§ **Task requirements**
Setting aside any pictures, reproduce the data exactly.

§ **Extracted material**

*** Block opens ***

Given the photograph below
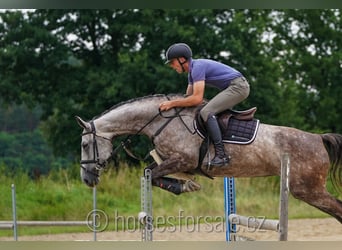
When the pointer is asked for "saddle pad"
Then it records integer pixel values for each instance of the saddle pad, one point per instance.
(240, 132)
(236, 131)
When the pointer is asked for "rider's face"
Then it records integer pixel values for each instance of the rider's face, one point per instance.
(174, 63)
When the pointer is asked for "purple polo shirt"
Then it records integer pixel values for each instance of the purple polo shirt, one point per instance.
(214, 73)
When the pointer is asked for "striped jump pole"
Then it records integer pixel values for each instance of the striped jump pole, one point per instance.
(233, 219)
(145, 216)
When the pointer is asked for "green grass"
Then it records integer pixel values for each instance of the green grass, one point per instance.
(62, 196)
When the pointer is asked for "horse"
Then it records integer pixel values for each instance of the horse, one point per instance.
(314, 157)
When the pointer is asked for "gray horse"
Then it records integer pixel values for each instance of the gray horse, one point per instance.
(313, 156)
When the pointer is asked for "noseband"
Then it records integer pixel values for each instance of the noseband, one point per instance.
(96, 160)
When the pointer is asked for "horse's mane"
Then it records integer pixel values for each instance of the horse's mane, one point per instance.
(134, 100)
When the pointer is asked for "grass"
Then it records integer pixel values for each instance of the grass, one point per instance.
(62, 196)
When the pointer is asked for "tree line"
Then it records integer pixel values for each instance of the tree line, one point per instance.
(82, 62)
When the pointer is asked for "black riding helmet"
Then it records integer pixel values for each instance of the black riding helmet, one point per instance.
(178, 50)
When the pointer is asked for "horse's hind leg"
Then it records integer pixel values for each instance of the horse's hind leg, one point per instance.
(316, 195)
(172, 166)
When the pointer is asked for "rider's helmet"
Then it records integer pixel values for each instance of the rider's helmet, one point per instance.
(178, 50)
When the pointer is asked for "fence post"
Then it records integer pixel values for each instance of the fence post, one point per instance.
(14, 211)
(284, 197)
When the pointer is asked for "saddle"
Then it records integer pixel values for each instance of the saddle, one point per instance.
(237, 127)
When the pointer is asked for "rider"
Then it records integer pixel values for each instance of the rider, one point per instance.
(233, 87)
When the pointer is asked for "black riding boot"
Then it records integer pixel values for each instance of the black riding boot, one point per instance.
(214, 132)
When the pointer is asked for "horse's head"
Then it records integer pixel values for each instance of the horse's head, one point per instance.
(96, 151)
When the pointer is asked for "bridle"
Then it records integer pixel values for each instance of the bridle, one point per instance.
(96, 159)
(124, 144)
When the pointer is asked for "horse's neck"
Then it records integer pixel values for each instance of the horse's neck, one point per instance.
(129, 118)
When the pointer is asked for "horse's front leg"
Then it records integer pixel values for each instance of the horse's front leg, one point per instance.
(171, 166)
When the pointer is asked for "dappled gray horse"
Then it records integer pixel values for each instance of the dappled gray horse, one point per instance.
(313, 156)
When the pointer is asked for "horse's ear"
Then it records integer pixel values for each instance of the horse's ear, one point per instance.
(82, 123)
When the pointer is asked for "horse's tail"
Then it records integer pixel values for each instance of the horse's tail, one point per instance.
(333, 145)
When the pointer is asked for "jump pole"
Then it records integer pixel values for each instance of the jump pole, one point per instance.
(145, 216)
(280, 226)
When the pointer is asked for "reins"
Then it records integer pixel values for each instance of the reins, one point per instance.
(125, 143)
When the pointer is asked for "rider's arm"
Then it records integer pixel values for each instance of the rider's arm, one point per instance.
(194, 99)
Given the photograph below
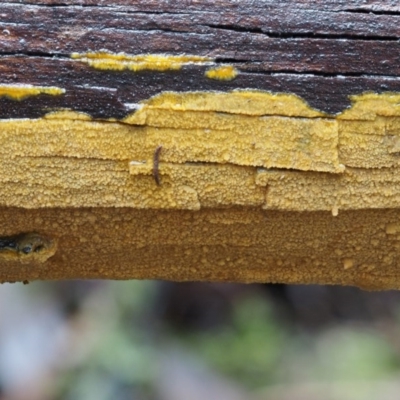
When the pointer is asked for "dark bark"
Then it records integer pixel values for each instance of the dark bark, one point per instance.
(322, 51)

*** Block closes ***

§ **Answer section**
Given the photograph below
When the pointer is asked for "saddle pad"
Then it records integer pixel values for each instance of the saddle pad, one point per instance.
(240, 132)
(236, 131)
When the pointer is asked for "rider's face"
Then it records integer pixel values for each instance of the rider's face, one point per instance.
(174, 63)
When the pointer is asked for "purple polo shirt"
Then it records integer pixel values for each instance of the purple polo shirt, one point per instance.
(214, 73)
When the pointer is asked for "striped jump pole"
Then it records integer pixel values for each instance of the striped jump pole, one point per instance.
(233, 219)
(145, 216)
When the pointer is asked for "green grass"
Then it records integer pixel values for each instance of the green grass, one point per instance.
(62, 196)
When the pointer is asked for "horse"
Then it records integer pixel values for each instance of the horse, one point per instance.
(314, 157)
When the pointer is asked for "gray horse"
Then it records integer pixel values for each instance of the gray horse, one point per instance.
(313, 156)
When the pointer is asked for "noseband"
Then it records integer pixel values for each instance of the noseband, one point per instance.
(96, 160)
When the pointer is asked for "horse's mane"
Then it records integer pixel values for each instance of the horse's mane, one point per instance.
(134, 100)
When the pointer is asked for "grass"
Then it records integer pixel values for each instance of the grass, one point per instance.
(62, 196)
When the pointer is asked for "tree line"
Then it records integer pixel values for each instance of the tree line, one point per instance.
(82, 62)
When the pointer is asked for "black riding helmet"
Then it records integer pixel values for each instance of the black riding helmet, one point per instance.
(178, 50)
When the pointer is asked for "horse's hind leg"
Then it records integer pixel values for each instance of the horse's hind leg, one point per instance.
(316, 195)
(172, 166)
When the pointer is asked for "rider's helmet"
Then it records integer pixel values for each instance of the rider's helmet, one point per instance.
(178, 50)
When the pointer is asked for "fence post"
Then it records integer pixel values for each instance of the fence post, one point per instance.
(14, 211)
(284, 197)
When the pointer is asked for "saddle"
Then it records integer pixel values for each instance of the saddle, one point per instance.
(237, 127)
When the pointer is asked for "rider"
Then it records integer pixel values for each instance of the rider, one point per instance.
(233, 87)
When the pointer is asked for "black riding boot"
Then it records integer pixel values for each instance of the black riding boot, one point per instance.
(214, 132)
When the pointer is asked for "horse's head"
Then it records integer pixel values for each instance of the horse's head, one point per instance.
(96, 151)
When the pointer is asked for "bridle"
Then it records integer pixel values for each instance of the bridle, one point per instance.
(96, 159)
(124, 144)
When the pointer is asked for "horse's neck"
Then it records integer pixel values for each instance of the horse's neck, one point per instance.
(129, 118)
When the pointer is asked for "horse's front leg"
Then it records integer pixel values for each instance of the horse's front leg, one point per instance.
(171, 166)
When the pointer is asked for "dappled gray horse"
Then it records integer pixel values for each instance of the dappled gray horse, one point per instance.
(313, 156)
When the pointer is asked for "horse's ear"
Then it records integer pixel values for each instance of the horse's ear, one point per instance.
(82, 123)
When the pointer is asked for "horse's tail"
Then it records integer pixel values for each instance of the horse's tail, one point per instance.
(333, 145)
When the pointer is asked for "jump pole"
Then it records integer pixel values for each instance of the jump pole, one point per instance.
(145, 216)
(280, 226)
When the pointer is asked for "reins"
Then it records integer pixel values for each instance of the reins, one point per instance.
(125, 143)
When the pointer is asked for "rider's arm"
Then it records integer pixel values for each instance of the rider's arm, one point per instance.
(194, 99)
Given the photograph below
When the pointer is asked for "dark bark"
Then it records integer pixel values for each instance of the dark bark, one point per instance.
(322, 51)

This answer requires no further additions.